§ Instructions for the task: The response should be the lines of the data, starting at the first and ending at the one that contains "positive clicks: (662, 111)", copied without change.

§ Data extract:
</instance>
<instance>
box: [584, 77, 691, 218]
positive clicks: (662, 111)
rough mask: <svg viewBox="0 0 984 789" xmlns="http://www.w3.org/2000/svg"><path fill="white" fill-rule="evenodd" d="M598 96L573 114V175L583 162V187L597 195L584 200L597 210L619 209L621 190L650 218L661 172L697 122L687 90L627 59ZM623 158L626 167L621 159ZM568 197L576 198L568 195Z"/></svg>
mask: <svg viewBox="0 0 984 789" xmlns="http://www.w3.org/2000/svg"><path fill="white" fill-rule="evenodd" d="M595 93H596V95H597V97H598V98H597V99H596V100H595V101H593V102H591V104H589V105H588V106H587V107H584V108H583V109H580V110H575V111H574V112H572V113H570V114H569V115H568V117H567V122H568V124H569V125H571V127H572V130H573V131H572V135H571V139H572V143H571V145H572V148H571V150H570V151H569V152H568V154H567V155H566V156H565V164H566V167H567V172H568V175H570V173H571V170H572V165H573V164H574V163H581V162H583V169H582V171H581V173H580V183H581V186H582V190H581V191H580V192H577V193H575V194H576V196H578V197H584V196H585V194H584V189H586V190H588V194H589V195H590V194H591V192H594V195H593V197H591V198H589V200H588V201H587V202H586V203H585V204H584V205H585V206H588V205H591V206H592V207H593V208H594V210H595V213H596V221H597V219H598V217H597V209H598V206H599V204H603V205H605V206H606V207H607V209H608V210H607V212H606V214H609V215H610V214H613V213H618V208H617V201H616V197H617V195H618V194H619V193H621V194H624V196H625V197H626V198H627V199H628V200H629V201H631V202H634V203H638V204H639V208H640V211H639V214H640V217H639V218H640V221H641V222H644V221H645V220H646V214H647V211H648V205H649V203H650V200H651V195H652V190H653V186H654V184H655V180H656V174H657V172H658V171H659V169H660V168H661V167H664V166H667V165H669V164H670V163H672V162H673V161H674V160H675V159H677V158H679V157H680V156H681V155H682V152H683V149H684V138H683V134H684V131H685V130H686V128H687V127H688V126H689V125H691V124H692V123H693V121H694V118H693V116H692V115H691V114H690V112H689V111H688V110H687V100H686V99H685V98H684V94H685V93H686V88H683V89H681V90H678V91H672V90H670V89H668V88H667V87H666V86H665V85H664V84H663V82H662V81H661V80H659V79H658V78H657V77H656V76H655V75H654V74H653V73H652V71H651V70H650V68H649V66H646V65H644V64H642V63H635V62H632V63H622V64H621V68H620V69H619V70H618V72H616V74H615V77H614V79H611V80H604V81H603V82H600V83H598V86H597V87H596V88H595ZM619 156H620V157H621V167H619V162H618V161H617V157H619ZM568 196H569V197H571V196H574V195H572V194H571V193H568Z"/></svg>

§ Your response:
</instance>
<instance>
box: [584, 77, 691, 218]
positive clicks: (662, 111)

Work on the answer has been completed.